§ **Stated goal A**
Reproduce word for word the part of the Lee and Jackson event report starting with "On August 6, the" and going on through "of the Confederacy.".
§ **Stated goal B**
According to the Lee and Jackson event report, in which theater did Trevor Plante give his welcoming remarks?
§ **Stated goal C**
Pick up the report on the National Archives talk about Lee and Jackson after its final sentence and continue it.

§ **Text block**
:::::
WASHINGTON, August 6, 2019 — Confederate Generals Robert E. Lee and Thomas Jonathan “Stonewall” Jackson enjoyed a unique relationship: one built on friendship, shared religious values, and similar leadership styles that, in the face of overwhelming odds, aided the Army of Northern Virginia in cutting a strategic path forward in the Confederacy’s ill-fated push to claim permanent independence from the Union.

On August 6, the National Archives hosted Christian B. Keller, professor of pistory at the United States Army War College, Carlisle, Pennsylvania, to speak about that unique bond, which he chronicles in The Great Partnership: Robert E. Lee, Stonewall Jackson, and the Fate of the Confederacy.

Trevor Plante, Chief of the Reference Services Branch at the National Archives, provided welcoming remarks to attendees in the William G. McGowan Theater, and participants live-streaming the program through Facebook, YouTube, and C-SPAN.
:::::
§ **Given entries**
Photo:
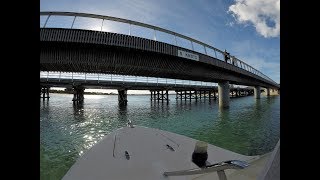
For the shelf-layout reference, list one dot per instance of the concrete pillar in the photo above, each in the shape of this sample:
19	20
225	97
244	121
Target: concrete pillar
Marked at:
167	93
223	92
78	94
162	95
196	95
257	92
122	96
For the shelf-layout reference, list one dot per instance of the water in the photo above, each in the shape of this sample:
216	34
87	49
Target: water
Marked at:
249	126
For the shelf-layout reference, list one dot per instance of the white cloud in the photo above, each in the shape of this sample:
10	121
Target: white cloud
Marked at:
260	14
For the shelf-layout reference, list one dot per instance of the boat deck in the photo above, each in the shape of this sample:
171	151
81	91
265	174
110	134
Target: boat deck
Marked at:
150	152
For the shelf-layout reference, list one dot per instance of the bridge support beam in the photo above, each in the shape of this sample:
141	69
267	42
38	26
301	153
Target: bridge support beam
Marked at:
78	92
257	92
122	96
223	92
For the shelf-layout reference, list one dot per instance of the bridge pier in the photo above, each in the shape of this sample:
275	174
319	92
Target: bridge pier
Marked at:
196	95
122	96
156	95
257	92
223	92
78	92
44	91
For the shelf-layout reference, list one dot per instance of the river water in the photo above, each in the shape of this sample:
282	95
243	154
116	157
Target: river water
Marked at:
249	126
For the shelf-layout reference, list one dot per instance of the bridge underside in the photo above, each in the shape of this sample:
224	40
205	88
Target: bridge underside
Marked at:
74	50
77	57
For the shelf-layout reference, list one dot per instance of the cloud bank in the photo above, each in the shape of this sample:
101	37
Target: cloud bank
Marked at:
264	15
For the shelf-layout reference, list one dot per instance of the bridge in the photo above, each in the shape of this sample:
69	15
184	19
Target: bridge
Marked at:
80	50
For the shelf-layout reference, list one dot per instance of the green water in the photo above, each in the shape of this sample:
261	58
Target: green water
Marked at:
249	126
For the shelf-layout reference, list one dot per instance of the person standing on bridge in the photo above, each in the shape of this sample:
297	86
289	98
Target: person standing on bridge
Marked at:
233	60
226	56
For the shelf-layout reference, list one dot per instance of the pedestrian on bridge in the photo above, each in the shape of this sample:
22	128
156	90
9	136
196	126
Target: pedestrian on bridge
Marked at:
226	56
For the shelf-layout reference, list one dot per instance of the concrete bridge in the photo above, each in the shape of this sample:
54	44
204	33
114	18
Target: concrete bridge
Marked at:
95	51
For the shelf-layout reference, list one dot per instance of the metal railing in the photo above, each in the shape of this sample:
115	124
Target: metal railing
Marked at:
232	60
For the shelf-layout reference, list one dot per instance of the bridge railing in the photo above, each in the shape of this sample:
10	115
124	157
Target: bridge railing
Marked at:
122	79
194	45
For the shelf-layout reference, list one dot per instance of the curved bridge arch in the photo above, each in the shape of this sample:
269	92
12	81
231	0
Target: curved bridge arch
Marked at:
77	50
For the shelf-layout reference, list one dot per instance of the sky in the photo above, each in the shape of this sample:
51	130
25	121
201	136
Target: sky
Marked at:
247	29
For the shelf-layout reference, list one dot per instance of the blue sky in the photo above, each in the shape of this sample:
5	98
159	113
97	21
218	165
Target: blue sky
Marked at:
248	29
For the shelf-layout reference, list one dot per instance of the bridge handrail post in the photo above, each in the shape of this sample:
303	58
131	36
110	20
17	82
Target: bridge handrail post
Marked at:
46	21
101	25
154	35
205	50
175	38
73	21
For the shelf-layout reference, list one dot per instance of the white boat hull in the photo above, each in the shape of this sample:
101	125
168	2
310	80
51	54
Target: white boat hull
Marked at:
151	153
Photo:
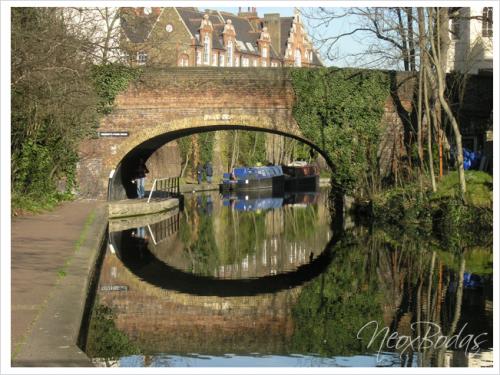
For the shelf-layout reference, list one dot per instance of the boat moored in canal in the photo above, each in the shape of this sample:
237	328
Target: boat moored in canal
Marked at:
254	178
301	176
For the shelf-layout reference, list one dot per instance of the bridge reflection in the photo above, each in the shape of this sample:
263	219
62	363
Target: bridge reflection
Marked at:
203	256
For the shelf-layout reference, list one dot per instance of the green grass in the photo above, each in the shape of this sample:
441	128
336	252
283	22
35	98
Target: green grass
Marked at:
479	188
36	204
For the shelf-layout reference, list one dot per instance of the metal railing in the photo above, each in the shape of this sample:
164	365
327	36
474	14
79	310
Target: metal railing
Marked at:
164	229
165	188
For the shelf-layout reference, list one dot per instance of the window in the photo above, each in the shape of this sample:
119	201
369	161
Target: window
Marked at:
298	58
184	61
206	50
241	45
230	53
142	58
455	28
488	21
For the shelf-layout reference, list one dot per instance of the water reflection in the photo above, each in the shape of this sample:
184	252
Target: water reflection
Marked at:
198	288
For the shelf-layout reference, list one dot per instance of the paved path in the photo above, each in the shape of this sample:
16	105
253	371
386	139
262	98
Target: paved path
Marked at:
41	246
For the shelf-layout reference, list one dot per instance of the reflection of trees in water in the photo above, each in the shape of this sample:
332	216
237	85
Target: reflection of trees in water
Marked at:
232	243
394	281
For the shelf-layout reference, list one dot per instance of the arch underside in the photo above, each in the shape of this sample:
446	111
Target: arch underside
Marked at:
119	187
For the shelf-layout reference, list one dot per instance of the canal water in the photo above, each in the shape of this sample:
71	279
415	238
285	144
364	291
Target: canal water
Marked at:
273	281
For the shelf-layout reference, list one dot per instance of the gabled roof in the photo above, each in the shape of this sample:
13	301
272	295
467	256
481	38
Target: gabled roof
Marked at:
192	19
286	26
244	32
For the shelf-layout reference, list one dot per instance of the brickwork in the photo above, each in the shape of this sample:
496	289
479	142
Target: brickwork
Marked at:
166	103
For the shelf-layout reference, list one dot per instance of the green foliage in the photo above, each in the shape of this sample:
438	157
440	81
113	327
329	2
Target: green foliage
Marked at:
206	146
53	107
109	80
341	111
479	188
332	308
444	213
104	340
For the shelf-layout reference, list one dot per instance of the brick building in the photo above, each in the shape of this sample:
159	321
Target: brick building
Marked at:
180	36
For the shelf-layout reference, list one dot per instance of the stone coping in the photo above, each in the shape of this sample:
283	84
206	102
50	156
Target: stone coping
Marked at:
53	339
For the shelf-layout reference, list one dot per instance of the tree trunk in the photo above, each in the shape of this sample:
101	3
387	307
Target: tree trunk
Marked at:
441	21
429	135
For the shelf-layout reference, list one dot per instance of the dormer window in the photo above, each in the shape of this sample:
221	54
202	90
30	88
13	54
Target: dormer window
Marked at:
206	50
455	28
264	52
298	58
230	50
142	58
488	22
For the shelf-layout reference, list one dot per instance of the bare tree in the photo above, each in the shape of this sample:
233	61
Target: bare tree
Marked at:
101	27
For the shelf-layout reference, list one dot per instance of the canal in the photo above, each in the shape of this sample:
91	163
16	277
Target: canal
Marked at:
256	280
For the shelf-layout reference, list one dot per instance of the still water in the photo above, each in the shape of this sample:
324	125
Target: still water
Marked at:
272	281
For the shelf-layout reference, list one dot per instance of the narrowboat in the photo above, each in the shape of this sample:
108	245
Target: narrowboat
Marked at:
301	176
254	178
252	201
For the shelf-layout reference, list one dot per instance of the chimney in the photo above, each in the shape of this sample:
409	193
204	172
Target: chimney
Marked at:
251	15
273	24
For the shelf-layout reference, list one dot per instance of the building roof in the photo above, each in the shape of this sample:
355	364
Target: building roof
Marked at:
286	26
192	19
138	27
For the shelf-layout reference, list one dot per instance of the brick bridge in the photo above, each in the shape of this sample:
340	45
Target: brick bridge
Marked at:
165	104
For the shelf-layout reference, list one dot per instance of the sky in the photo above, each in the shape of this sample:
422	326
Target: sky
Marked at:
347	45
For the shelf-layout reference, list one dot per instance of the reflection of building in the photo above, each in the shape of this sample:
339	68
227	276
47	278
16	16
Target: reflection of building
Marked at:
471	47
462	359
182	36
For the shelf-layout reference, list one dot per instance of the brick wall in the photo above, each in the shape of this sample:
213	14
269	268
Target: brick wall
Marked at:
165	102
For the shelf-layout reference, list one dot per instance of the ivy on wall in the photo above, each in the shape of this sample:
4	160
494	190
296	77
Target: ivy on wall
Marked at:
109	80
340	110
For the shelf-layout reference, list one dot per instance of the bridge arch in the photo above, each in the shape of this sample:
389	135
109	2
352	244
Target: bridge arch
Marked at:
144	144
166	103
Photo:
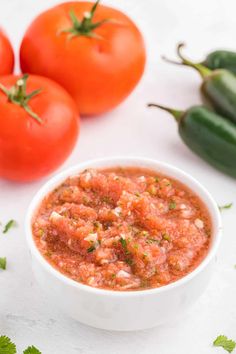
:::::
§ **Expected output A**
On August 6, the National Archives hosted Christian B. Keller, professor of pistory at the United States Army War College, Carlisle, Pennsylvania, to speak about that unique bond, which he chronicles in The Great Partnership: Robert E. Lee, Stonewall Jackson, and the Fate of the Confederacy.

§ **Expected output B**
The William G. McGowan Theater.

§ **Expected output C**
“As an archivist,” Plante said, “I greatly appreciated [Keller] confronting head-on the interpretive value and reliability of source material, particularly Confederate-related wartime sources versus post-war sources written by former Confederates.”

This is an important consideration because, according to Keller, those accounts lack the “Lost Cause” tone typically observed in the more plentiful post-Civil War accounts of former Confederate soldiers.

Keller is no stranger to the holdings of the National Archives, having leveraged its assets in previous works he authored, coauthored, and edited, and said that, “to come back [to the National Archives] in this particular way is quite gratifying.”

The significance of The Great Partnership, Keller said, is two-fold: it has been more than 20 years since a historian performed a joint study of Generals Lee and Jackson; and, the lessons gleaned from this joint study enjoy timeless applicability to the intrinsic value of building and maintaining personal connections for military and business leaders.

“The command relationship between chief leader and chief adviser is supremely important,” Keller said, “especially at the highest levels of responsibility, because it is within the boundaries of that association that the best strategic ideas-the ones that win wars and save failing corporations, for instance-are created...When that relationship is founded on personal friendship, or even religious faith, it is strengthened. When it is absent or broken, the implications can be grave.”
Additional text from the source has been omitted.